Direction: Reproduce exactly, with no other output, every line of the data below from the line containing "man in dark" to the end, inclusive.

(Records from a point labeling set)
________________________________________
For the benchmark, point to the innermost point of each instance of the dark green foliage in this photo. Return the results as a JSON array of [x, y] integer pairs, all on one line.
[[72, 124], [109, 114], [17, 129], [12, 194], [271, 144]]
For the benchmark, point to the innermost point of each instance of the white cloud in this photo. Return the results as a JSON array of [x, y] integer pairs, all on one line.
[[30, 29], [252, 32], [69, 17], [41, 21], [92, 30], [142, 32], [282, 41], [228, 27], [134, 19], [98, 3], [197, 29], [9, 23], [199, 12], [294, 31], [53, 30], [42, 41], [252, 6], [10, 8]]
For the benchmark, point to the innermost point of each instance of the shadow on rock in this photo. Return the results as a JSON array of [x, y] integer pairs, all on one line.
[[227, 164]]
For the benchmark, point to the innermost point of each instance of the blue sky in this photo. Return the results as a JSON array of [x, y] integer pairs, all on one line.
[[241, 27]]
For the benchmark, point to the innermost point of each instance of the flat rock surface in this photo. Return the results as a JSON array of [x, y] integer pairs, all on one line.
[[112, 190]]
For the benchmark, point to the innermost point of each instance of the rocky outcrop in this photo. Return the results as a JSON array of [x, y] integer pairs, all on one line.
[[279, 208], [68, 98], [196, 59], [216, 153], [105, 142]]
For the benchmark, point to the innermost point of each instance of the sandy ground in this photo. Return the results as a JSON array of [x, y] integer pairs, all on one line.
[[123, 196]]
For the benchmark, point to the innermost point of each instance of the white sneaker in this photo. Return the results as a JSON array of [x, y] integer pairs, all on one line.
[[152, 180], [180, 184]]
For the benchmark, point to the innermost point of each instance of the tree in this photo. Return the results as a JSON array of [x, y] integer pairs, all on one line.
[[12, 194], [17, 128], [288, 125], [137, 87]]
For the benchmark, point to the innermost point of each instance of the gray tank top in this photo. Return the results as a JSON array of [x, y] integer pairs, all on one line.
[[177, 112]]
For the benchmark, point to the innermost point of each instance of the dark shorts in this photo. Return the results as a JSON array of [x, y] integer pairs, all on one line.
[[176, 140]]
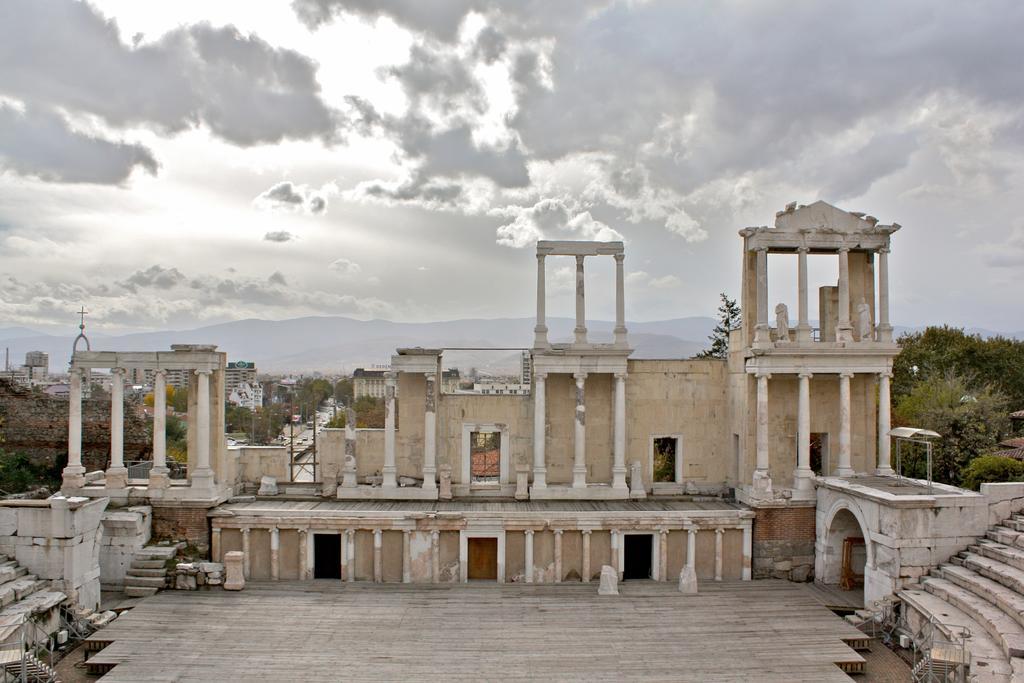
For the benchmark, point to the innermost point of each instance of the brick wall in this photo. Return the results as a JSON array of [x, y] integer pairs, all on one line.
[[36, 424], [181, 523], [783, 543]]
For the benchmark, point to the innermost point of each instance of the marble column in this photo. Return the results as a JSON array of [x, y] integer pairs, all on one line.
[[803, 475], [762, 478], [430, 433], [580, 434], [620, 301], [540, 430], [74, 473], [159, 473], [585, 563], [619, 446], [885, 424], [691, 548], [845, 468], [844, 331], [762, 333], [558, 555], [435, 557], [350, 574], [388, 470], [528, 552], [885, 329], [581, 328], [407, 560], [719, 535], [803, 325], [663, 554], [378, 556], [247, 554], [541, 330], [274, 553]]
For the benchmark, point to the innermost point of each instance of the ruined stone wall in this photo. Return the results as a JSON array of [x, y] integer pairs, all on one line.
[[36, 424]]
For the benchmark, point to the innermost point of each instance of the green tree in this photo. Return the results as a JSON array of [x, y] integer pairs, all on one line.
[[970, 419], [991, 468], [729, 318]]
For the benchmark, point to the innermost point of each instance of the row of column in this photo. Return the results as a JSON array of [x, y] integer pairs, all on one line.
[[803, 473], [117, 473], [844, 330], [580, 331], [579, 432]]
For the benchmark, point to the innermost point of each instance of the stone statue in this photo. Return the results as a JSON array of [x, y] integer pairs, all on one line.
[[864, 332], [782, 322]]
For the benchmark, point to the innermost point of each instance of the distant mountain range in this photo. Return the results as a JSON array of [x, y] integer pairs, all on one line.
[[335, 343]]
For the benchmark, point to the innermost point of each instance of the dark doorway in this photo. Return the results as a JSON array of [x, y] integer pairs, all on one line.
[[327, 556], [482, 559], [638, 551]]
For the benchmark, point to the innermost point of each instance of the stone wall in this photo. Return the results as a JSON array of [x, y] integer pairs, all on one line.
[[36, 424]]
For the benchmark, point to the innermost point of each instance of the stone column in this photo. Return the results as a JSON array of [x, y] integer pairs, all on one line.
[[159, 472], [247, 560], [407, 560], [117, 473], [350, 574], [540, 430], [748, 551], [691, 548], [663, 554], [585, 572], [619, 447], [435, 557], [274, 553], [581, 328], [762, 478], [845, 468], [541, 330], [528, 551], [762, 333], [378, 556], [844, 331], [430, 434], [885, 424], [719, 535], [620, 301], [558, 555], [803, 475], [74, 473], [803, 325], [885, 330], [580, 435], [388, 470]]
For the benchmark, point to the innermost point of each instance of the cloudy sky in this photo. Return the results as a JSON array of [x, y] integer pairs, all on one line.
[[169, 165]]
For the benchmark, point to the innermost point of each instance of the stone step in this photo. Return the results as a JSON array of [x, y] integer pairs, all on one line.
[[998, 571], [987, 659], [148, 582], [998, 551], [140, 591], [1003, 628], [147, 572]]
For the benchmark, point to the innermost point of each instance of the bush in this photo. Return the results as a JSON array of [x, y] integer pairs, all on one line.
[[986, 469]]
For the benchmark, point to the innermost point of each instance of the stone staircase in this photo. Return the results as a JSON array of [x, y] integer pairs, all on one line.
[[982, 590], [147, 572]]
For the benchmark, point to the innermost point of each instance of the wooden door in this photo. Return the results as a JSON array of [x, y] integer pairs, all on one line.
[[482, 559]]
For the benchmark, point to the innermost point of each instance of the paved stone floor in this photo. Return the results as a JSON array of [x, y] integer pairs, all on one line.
[[328, 631]]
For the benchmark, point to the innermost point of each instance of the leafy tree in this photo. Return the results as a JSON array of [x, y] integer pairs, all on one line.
[[991, 468], [729, 318], [971, 421]]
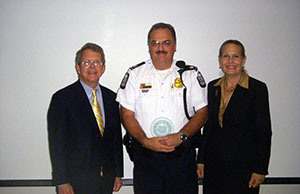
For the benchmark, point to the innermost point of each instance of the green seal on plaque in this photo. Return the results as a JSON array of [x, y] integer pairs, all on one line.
[[162, 126]]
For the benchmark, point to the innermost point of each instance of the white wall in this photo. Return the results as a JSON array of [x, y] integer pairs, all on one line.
[[39, 39], [265, 189]]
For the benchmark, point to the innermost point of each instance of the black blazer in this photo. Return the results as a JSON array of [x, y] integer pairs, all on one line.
[[77, 150], [245, 139]]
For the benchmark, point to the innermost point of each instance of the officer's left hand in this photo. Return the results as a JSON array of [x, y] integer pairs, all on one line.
[[173, 140]]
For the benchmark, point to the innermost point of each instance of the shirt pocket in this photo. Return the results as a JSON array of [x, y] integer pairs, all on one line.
[[176, 102], [147, 101]]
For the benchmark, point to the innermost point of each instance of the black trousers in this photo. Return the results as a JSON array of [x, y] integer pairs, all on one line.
[[219, 179], [165, 173]]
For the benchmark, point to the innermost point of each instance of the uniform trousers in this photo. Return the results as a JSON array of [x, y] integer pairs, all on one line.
[[165, 173]]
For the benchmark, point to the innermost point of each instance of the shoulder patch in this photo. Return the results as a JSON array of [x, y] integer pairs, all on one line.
[[201, 80], [124, 81], [133, 67]]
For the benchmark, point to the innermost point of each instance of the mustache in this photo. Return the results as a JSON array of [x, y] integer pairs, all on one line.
[[163, 52]]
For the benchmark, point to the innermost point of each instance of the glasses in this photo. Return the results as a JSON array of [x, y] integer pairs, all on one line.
[[156, 43], [88, 63]]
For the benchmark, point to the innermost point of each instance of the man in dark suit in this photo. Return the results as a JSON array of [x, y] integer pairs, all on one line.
[[85, 148]]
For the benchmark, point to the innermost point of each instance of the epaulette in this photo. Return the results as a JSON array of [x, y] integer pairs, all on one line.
[[135, 66], [195, 68]]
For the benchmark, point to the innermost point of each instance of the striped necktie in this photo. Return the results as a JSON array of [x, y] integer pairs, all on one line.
[[97, 112]]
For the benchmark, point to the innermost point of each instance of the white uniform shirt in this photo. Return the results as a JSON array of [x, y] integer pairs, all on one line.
[[158, 104]]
________________________________________
Complete answer:
For the benchmark, point to the innermost point of each instance of the man in dark suit in this photo. Return the results as a JSON array of [x, y] integer pairs, all on one line.
[[85, 148]]
For the benchmark, point to the innermost point of each instance of the epaulette in this photo. Return the results as a JSON array of [x, y] integer pairs, all on one line.
[[135, 66], [195, 68]]
For the benchmark, point to the innermost point of each instance of the striped necktie in this photo. Return the results as a JSON array of [x, y] integer pairs, all on one line.
[[97, 112]]
For the benchmark, point to the innermost point of each instance of the white uniform shirt in this photo. Return the results as a JSON array of [x, y] integer pairs, all on one line.
[[158, 104]]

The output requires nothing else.